#### WRITTEN REQUEST:
Give each line of the data below as one string in a JSON list, leaving out blank lines.

#### INFORMATION GIVEN:
============================================================
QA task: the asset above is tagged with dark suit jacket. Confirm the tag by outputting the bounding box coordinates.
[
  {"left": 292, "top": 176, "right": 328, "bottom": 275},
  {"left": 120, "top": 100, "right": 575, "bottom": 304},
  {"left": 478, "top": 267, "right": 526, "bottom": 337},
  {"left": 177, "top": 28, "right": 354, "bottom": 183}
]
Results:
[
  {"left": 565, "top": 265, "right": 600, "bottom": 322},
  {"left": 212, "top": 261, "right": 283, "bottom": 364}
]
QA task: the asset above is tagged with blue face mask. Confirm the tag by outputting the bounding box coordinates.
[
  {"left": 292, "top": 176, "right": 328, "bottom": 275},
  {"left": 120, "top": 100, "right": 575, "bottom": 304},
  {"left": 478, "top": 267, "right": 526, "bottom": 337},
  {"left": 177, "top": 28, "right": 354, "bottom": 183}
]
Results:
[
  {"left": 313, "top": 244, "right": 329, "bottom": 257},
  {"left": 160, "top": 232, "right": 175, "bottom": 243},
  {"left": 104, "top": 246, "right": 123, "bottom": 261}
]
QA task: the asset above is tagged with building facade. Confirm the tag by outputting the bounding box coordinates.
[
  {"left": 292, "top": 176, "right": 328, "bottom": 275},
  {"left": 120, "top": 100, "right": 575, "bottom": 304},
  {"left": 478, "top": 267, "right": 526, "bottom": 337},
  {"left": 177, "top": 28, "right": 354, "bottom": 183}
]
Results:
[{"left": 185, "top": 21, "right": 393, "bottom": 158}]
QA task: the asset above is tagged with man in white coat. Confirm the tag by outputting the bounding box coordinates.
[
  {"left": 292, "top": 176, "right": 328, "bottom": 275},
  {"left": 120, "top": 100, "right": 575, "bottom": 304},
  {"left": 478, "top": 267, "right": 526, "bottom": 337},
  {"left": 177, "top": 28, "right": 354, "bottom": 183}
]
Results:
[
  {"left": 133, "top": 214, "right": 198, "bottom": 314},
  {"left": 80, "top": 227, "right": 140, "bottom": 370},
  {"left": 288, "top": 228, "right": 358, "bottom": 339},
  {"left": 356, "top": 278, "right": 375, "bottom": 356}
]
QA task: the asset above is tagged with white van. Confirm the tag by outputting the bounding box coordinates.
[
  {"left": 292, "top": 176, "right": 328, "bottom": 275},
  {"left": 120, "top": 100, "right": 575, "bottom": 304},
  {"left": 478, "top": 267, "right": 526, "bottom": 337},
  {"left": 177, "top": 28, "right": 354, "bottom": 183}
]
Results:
============================================================
#### SOLVED EXERCISE:
[
  "QA task: the asset above is tagged with dark suit jacket. Confirm the tag by outputting the bounding box coordinates.",
  "[",
  "  {\"left\": 292, \"top\": 176, \"right\": 328, \"bottom\": 275},",
  "  {\"left\": 120, \"top\": 100, \"right\": 575, \"bottom\": 304},",
  "  {\"left\": 478, \"top\": 267, \"right\": 526, \"bottom\": 337},",
  "  {\"left\": 177, \"top\": 28, \"right\": 354, \"bottom\": 183}",
  "]",
  "Results:",
  "[",
  "  {\"left\": 565, \"top\": 265, \"right\": 600, \"bottom\": 322},",
  "  {\"left\": 212, \"top\": 261, \"right\": 283, \"bottom\": 364}",
  "]",
  "QA task: the asset above is tagged with blue face mask. Confirm the tag by outputting the bounding box coordinates.",
  "[",
  "  {\"left\": 292, \"top\": 176, \"right\": 328, \"bottom\": 275},",
  "  {\"left\": 120, \"top\": 100, \"right\": 575, \"bottom\": 304},",
  "  {\"left\": 478, \"top\": 267, \"right\": 526, \"bottom\": 337},",
  "  {\"left\": 177, \"top\": 28, \"right\": 354, \"bottom\": 183}",
  "]",
  "Results:",
  "[",
  "  {\"left\": 313, \"top\": 244, \"right\": 329, \"bottom\": 257},",
  "  {\"left\": 160, \"top\": 232, \"right\": 175, \"bottom\": 243},",
  "  {\"left\": 104, \"top\": 246, \"right\": 123, \"bottom\": 261}",
  "]",
  "QA task: the asset above is tagged with building facade. Confirm the tag by outputting the bounding box coordinates.",
  "[",
  "  {\"left\": 292, \"top\": 176, \"right\": 328, \"bottom\": 275},",
  "  {\"left\": 120, \"top\": 100, \"right\": 575, \"bottom\": 304},",
  "  {\"left\": 478, \"top\": 267, \"right\": 526, \"bottom\": 337},",
  "  {\"left\": 177, \"top\": 28, \"right\": 354, \"bottom\": 183}",
  "]",
  "Results:",
  "[{\"left\": 185, \"top\": 21, \"right\": 393, \"bottom\": 158}]",
  "QA task: the asset above is tagged with man in white coat. Confirm the tag by outputting the bounding box coordinates.",
  "[",
  "  {\"left\": 292, \"top\": 176, \"right\": 328, \"bottom\": 275},",
  "  {\"left\": 120, \"top\": 100, \"right\": 575, \"bottom\": 304},",
  "  {\"left\": 478, \"top\": 267, \"right\": 526, \"bottom\": 337},",
  "  {\"left\": 177, \"top\": 28, \"right\": 354, \"bottom\": 183}",
  "]",
  "Results:",
  "[",
  "  {\"left\": 133, \"top\": 214, \"right\": 198, \"bottom\": 314},",
  "  {\"left\": 80, \"top\": 227, \"right\": 140, \"bottom\": 370},",
  "  {\"left\": 288, \"top\": 228, \"right\": 358, \"bottom\": 339},",
  "  {\"left\": 356, \"top\": 278, \"right\": 375, \"bottom\": 356}",
  "]",
  "QA task: the asset above is tagged with white van. Confirm the tag by outputting the bounding box coordinates.",
  "[",
  "  {\"left\": 292, \"top\": 176, \"right\": 328, \"bottom\": 275},",
  "  {\"left\": 120, \"top\": 100, \"right\": 575, \"bottom\": 304},",
  "  {\"left\": 478, \"top\": 267, \"right\": 526, \"bottom\": 337},",
  "  {\"left\": 177, \"top\": 28, \"right\": 354, \"bottom\": 183}",
  "]",
  "Results:"
]